Provided text —
Skanem
- Formerly: Stavanger Blikemballagefabrik; Noblikk–Sannem
- Company type: Aksjeselskap
- Industry: Packaging, self-adhesive labels
- Founded: 1896
- Headquarters: Stavanger, Norway
- Key people: Ole Rugland
- Products: Self-adhesive labels (formerly tinplate packaging)

= Skanem =

Norwegian label and packaging manufacturer

Skanem is a producer of self-adhesive labels with production in many countries and head office in Stavanger. The company has its origins in the canning industry in Stavanger and took over the leading packaging factory Noblikk–Sannem in Moss and Bergen in 1991. Production of tin cans and other packaging was closed in 2016.

== History ==

The history of the packaging company Skanem in Stavanger involves several businesses in Bergen, Sandvika, Stavanger, and Moss. The starting point was tin cans used as packaging for everything from paint and chemicals to food, biscuits, and sweets. The first of these businesses was started in Bergen by Julius Anton Sannem (1844–1922), and Sandvika's great entrepreneur Caspar Brambani (1834–1906) started the next in 1888. Stavanger Blikemballagefabrik from 1896 and Stavanger Bliktrykkeri from 1905 met the needs of the canning town, from 1973 under the name Skanem. Last came the Bergen man Inggard Sundt, who made his name as a landowner and milk manufacturer near Moss and started up in Moss during the speculative optimism of 1917.

Written problem 1 —
Retype the Skanem text from "Skanem is a" up to and including "closed in 2016.".
The records that follow have nothing to do with the Skanem text.

Excerpted records —
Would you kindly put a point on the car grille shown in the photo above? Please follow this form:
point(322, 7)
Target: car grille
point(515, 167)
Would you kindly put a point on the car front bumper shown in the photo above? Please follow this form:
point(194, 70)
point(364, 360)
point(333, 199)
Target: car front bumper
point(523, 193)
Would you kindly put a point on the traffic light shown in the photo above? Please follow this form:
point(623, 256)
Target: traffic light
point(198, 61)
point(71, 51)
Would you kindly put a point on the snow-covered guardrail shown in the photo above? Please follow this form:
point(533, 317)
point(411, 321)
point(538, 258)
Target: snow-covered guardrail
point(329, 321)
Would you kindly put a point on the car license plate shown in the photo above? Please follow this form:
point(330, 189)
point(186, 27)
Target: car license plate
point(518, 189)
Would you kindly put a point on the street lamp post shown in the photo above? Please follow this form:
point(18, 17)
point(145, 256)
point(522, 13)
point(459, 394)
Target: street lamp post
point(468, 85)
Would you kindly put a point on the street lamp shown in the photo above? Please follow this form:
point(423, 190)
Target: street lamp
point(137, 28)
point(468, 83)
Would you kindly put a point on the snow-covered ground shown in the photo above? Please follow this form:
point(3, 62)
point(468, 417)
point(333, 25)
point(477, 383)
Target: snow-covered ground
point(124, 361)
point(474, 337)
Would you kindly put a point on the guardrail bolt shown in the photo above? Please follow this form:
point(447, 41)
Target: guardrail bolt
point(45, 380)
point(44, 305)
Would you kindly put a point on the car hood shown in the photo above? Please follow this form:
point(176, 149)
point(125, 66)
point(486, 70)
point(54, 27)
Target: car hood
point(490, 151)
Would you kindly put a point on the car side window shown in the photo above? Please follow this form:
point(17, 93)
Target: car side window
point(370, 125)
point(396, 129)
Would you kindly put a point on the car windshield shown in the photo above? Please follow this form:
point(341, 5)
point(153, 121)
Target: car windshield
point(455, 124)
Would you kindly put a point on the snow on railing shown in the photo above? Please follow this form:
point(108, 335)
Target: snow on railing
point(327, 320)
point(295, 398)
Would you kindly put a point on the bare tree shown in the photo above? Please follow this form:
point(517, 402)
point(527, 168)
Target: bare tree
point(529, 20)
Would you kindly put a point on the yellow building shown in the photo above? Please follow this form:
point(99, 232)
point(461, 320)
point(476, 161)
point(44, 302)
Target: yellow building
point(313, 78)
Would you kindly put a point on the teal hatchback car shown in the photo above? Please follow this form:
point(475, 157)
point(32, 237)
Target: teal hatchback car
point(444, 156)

Written problem 2 —
Give the records again from the line with "Would you kindly put a point on the car hood" up to and including the last line of the records. Substitute "leafless tree" for "bare tree" and change nothing else.

Correct output 1 —
Skanem is a producer of self-adhesive labels with production in many countries and head office in Stavanger. The company has its origins in the canning industry in Stavanger and took over the leading packaging factory Noblikk–Sannem in Moss and Bergen in 1991. Production of tin cans and other packaging was closed in 2016.

Correct output 2 —
Would you kindly put a point on the car hood shown in the photo above? Please follow this form:
point(176, 149)
point(125, 66)
point(486, 70)
point(54, 27)
Target: car hood
point(490, 151)
Would you kindly put a point on the car side window shown in the photo above? Please follow this form:
point(17, 93)
Target: car side window
point(370, 125)
point(396, 129)
Would you kindly put a point on the car windshield shown in the photo above? Please follow this form:
point(341, 5)
point(153, 121)
Target: car windshield
point(455, 124)
Would you kindly put a point on the snow on railing shown in the photo above? Please follow this form:
point(108, 335)
Target: snow on railing
point(327, 320)
point(295, 398)
Would you kindly put a point on the leafless tree shown in the photo above? Please follow this form:
point(517, 402)
point(527, 168)
Target: leafless tree
point(529, 20)
Would you kindly put a point on the yellow building shown in the photo above? Please follow this form:
point(99, 232)
point(461, 320)
point(476, 161)
point(44, 302)
Target: yellow building
point(313, 78)
Would you kindly put a point on the teal hatchback car shown in the photo above? Please follow this form:
point(475, 157)
point(32, 237)
Target: teal hatchback car
point(444, 156)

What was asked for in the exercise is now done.